* The request
Rewrite the Ge Huijun profile, starting at the words "Personal details" and ending after "Chinese Communist Party.", with "alternate" changed to "alternate member".
───── Selected extract
Chairwoman of the Shandong Provincial Committee of the Chinese People's Political Consultative Conference
- Incumbent
- Assumed office 26 January 2022
- Preceded by: Fu Zhifang

Chairwoman of the Zhejiang Provincial Committee of the Chinese People's Political Consultative Conference
- In office 29 January 2018 – 10 January 2022
- Preceded by: Qiao Chuanxiu
- Succeeded by: Huang Lixin

Personal details
- Born: March 1963 (age 63) Zhuji County, Zhejiang, China
- Party: Chinese Communist Party
- Alma mater: Shaoxing University Central Party School of the Chinese Communist Party

= Ge Huijun =

Chinese politician

Ge Huijun (葛慧君 (Gě Huìjūn); born March 1963) is a Chinese politician who served as chairwoman of the Zhejiang Provincial Committee of the Chinese People's Political Consultative Conference. She is a member of the 13th National Committee of the Chinese People's Political Consultative Conference. She was an alternate of the 18th and 19th Central Committee of the Chinese Communist Party.

==Biography==
Ge was born in the town of Fengqiao, Zhuji County, Zhejiang, in March 1963. She graduated from Shaoxing Normal School (now Shaoxing University). From August 1983 to September 2003, she worked in the Communist Youth League. After a short period of working in Ningbo, she was named acting mayor of Jinhua in March 2005 and was installed as mayor in the following month. She was appointed vice governor of Zhejiang in July 2007 and was admitted to member of the standing committee of the CCP Zhejiang Provincial Committee, the province's top authority. In July 2012, she was appointed head of Publicity Department of Zhejiang Provincial Committee of the Chinese Communist Party, succeeding Mao Linsheng. In January 2018, she became chairwoman of the Zhejiang Provincial Committee of the Chinese People's Political Consultative Conference, the province's top political advisory body.
──────────
───── Records
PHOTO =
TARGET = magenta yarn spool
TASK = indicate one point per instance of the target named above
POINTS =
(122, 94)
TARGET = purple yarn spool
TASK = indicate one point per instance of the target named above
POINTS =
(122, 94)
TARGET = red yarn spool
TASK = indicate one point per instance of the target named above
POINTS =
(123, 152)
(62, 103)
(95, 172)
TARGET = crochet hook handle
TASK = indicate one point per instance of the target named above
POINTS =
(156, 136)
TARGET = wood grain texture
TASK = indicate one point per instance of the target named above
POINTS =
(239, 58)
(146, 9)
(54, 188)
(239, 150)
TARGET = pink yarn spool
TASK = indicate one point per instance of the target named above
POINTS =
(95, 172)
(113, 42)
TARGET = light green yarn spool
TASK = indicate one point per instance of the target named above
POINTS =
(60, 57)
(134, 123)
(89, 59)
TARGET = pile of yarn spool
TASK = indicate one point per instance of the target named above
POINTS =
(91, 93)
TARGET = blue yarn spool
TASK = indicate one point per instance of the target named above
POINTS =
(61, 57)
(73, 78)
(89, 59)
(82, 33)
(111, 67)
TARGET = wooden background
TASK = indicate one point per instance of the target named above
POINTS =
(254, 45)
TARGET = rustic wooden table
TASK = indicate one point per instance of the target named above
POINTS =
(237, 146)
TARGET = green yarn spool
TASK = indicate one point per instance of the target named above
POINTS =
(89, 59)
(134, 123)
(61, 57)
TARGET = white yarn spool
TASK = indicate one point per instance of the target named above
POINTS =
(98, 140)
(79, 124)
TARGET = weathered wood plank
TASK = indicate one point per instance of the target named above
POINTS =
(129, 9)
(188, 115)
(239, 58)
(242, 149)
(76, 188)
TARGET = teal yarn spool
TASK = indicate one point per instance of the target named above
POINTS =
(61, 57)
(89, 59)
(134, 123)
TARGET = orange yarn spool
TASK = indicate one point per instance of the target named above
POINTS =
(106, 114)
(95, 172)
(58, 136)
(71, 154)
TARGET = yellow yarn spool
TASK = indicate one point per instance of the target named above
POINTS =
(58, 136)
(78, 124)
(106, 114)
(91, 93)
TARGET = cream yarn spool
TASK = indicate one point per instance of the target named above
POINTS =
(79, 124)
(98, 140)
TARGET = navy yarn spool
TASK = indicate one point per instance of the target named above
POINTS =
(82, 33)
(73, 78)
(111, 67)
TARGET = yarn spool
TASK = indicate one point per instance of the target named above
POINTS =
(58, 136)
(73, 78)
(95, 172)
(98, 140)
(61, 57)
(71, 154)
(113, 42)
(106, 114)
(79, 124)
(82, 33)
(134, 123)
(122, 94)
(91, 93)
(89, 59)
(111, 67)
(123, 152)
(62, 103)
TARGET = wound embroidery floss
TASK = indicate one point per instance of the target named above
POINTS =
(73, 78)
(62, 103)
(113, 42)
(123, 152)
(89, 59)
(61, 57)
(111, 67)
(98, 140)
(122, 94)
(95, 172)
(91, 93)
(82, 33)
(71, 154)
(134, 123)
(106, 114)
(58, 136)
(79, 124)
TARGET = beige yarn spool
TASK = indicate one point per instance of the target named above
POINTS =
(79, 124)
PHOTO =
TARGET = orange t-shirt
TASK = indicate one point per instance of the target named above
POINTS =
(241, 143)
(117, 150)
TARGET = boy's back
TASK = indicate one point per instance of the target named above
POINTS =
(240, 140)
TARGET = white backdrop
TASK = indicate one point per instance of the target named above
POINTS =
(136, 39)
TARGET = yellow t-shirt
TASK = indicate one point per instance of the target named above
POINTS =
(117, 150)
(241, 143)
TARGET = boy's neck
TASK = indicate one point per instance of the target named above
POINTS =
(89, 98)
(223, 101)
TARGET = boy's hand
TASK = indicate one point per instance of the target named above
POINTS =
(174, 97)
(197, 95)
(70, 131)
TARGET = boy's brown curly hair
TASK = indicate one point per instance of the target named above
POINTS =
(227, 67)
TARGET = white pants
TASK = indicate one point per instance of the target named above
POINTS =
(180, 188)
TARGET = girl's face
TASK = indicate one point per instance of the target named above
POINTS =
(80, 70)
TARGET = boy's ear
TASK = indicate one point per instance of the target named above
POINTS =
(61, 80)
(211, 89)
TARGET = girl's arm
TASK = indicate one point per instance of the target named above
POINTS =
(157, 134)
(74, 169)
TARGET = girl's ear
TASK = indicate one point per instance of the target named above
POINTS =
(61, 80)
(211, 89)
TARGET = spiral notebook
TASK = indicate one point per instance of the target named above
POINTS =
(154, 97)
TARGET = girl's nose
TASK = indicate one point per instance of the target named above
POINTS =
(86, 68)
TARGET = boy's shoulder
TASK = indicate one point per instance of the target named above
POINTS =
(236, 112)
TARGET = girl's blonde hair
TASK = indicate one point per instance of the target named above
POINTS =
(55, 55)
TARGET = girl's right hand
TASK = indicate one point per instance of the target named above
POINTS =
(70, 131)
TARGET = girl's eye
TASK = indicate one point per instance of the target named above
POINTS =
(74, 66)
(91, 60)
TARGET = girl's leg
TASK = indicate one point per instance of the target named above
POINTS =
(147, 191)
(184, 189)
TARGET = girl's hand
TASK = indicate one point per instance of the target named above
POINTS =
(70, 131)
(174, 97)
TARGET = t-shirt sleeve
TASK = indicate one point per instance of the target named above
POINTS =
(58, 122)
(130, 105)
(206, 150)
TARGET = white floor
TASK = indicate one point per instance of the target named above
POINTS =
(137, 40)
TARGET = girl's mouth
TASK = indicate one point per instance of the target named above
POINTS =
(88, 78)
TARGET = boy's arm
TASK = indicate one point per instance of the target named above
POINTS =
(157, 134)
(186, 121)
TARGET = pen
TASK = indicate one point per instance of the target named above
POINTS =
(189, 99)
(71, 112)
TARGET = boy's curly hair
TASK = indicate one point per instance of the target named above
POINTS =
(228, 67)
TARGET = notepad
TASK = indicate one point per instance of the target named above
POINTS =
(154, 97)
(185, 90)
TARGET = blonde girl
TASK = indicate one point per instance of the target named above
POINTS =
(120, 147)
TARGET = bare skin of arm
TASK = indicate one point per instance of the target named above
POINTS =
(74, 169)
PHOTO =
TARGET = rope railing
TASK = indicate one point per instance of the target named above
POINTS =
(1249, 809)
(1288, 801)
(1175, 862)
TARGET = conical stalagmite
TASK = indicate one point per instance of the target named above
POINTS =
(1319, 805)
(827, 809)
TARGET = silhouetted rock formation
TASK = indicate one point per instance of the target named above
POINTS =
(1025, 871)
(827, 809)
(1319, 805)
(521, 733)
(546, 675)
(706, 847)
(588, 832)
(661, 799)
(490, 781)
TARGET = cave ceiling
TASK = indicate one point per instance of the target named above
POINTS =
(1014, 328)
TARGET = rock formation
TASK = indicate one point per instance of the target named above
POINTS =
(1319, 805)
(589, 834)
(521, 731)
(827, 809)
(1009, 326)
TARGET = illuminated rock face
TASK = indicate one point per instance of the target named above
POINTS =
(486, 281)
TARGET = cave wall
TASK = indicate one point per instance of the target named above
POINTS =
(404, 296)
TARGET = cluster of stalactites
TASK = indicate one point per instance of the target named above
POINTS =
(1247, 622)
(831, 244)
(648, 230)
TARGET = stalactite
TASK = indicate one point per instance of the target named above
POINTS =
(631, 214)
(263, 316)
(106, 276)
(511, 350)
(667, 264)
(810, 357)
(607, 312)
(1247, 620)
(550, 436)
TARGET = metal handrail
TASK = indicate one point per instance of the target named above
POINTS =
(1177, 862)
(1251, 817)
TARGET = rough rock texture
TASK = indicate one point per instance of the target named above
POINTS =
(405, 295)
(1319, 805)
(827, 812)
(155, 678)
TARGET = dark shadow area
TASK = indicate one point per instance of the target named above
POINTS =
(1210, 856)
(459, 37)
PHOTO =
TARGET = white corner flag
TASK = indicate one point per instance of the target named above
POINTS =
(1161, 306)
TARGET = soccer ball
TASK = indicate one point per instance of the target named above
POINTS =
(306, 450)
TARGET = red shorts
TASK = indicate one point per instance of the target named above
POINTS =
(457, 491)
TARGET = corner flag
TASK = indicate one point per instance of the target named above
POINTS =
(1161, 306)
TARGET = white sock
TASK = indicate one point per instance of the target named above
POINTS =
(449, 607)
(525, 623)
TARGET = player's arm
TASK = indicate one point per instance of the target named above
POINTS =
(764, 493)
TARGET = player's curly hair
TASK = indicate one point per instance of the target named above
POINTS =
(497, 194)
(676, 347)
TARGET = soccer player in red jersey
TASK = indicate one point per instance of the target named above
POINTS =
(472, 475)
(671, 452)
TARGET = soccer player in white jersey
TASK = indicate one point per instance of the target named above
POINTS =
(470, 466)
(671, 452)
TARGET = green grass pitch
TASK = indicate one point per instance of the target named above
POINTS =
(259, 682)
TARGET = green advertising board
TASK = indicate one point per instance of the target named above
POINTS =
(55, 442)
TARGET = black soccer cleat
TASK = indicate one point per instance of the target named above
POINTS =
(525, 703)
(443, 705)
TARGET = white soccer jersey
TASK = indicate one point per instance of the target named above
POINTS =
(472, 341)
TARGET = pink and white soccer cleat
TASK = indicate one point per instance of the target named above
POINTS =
──────────
* Solution below
Personal details
- Born: March 1963 (age 63) Zhuji County, Zhejiang, China
- Party: Chinese Communist Party
- Alma mater: Shaoxing University Central Party School of the Chinese Communist Party

= Ge Huijun =

Chinese politician

Ge Huijun (葛慧君 (Gě Huìjūn); born March 1963) is a Chinese politician who served as chairwoman of the Zhejiang Provincial Committee of the Chinese People's Political Consultative Conference. She is a member of the 13th National Committee of the Chinese People's Political Consultative Conference. She was an alternate member of the 18th and 19th Central Committee of the Chinese Communist Party.